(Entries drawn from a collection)
################
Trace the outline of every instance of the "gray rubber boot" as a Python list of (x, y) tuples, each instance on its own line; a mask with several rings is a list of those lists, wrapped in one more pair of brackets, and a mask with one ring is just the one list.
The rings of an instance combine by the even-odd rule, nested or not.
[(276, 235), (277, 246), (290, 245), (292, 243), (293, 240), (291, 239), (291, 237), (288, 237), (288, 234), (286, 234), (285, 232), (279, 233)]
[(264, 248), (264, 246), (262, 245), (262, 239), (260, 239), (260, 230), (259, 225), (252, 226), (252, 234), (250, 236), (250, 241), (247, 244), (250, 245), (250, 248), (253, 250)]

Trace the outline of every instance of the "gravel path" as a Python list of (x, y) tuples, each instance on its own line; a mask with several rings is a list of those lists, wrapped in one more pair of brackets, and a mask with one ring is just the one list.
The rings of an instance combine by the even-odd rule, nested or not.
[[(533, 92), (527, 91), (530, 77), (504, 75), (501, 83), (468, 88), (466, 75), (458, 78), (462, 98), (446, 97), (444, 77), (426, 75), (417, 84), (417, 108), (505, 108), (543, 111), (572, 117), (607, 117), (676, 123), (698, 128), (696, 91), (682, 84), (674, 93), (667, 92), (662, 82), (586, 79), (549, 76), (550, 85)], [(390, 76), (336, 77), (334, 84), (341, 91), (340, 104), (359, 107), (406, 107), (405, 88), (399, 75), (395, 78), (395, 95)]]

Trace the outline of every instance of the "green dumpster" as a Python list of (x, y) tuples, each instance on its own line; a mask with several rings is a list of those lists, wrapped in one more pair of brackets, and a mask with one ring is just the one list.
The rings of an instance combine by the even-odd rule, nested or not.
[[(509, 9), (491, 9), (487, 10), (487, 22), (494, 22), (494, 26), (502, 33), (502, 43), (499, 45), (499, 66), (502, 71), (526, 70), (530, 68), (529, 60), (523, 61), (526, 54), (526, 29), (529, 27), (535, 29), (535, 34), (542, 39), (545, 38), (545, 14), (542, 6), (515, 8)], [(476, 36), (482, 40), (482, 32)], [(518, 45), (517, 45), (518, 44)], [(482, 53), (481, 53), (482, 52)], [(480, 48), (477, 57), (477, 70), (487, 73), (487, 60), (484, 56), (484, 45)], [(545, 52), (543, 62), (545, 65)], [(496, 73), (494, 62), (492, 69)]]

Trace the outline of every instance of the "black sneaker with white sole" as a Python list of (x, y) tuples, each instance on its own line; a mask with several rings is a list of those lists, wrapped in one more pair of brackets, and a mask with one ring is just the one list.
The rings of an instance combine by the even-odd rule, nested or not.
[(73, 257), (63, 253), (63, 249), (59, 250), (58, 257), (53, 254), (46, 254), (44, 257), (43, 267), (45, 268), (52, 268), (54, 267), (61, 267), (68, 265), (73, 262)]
################
Change "even-odd rule" to "nonzero winding rule" throughout the lines above, leaving everything else as it is.

### SOLUTION FOR THIS EXERCISE
Trace the outline of every instance of the "gray rubber boot" as a Python list of (x, y) tuples, each instance on its own line; a mask with several rings is a list of those lists, wrapped in one more pair of brackets, and a mask with one ring is just the one list.
The rings of an instance combine by the nonzero winding rule, nested or not.
[(276, 235), (277, 246), (290, 245), (292, 243), (293, 240), (291, 239), (291, 237), (288, 237), (288, 234), (286, 234), (285, 232), (279, 233)]
[(264, 248), (264, 246), (262, 245), (262, 239), (260, 239), (260, 230), (259, 225), (252, 226), (252, 234), (250, 236), (250, 241), (247, 244), (250, 245), (250, 248), (253, 250)]

Trace the outline of every instance of the "gravel path" as a Python list of (x, y) tuples, each instance on its own line; a mask with several rings is a list of those lists, wrapped in one more pair of brackets, and a mask with one ring is just the one list.
The rings of an instance combine by the nonzero winding rule, nested or not.
[[(533, 92), (527, 91), (530, 77), (504, 75), (501, 83), (468, 88), (466, 75), (458, 78), (462, 98), (446, 97), (444, 77), (426, 75), (417, 84), (417, 108), (505, 108), (543, 111), (572, 117), (607, 117), (676, 123), (698, 128), (696, 91), (682, 84), (674, 93), (667, 92), (662, 82), (586, 79), (549, 76), (550, 85)], [(390, 76), (336, 77), (334, 84), (341, 91), (340, 104), (359, 107), (406, 107), (405, 88), (399, 75), (395, 78), (395, 95)]]

Trace the outline of every instance of the "green dumpster" as a Python list of (x, y) tuples, each instance on its own line; a mask with several rings is a list of those lists, wrapped in one more pair of brackets, and a mask with one ring is just the one list.
The rings of an instance combine by the nonzero winding rule, nested or not.
[[(509, 9), (491, 9), (487, 10), (487, 22), (494, 22), (494, 26), (502, 33), (502, 43), (499, 45), (499, 66), (502, 71), (526, 70), (530, 68), (529, 60), (523, 61), (526, 54), (526, 29), (529, 27), (535, 29), (535, 34), (542, 39), (545, 38), (545, 14), (542, 6), (515, 8)], [(476, 36), (482, 40), (482, 32)], [(518, 45), (517, 45), (518, 44)], [(482, 53), (481, 53), (482, 52)], [(480, 48), (477, 57), (477, 70), (487, 73), (487, 60), (484, 56), (484, 45)], [(545, 52), (543, 62), (545, 65)], [(496, 73), (494, 62), (492, 69)]]

Trace the outline of every instance of the "black sneaker with white sole" as a Python list of (x, y) tuples, each instance on its own line; a mask with several rings is a list of those lists, wrapped in one more pair of brackets, and a mask with one ring is just the one list.
The rings of an instance combine by the nonzero winding rule, nested or not.
[(73, 257), (63, 253), (63, 249), (59, 250), (58, 257), (53, 254), (46, 254), (44, 257), (43, 267), (45, 268), (52, 268), (54, 267), (61, 267), (68, 265), (73, 262)]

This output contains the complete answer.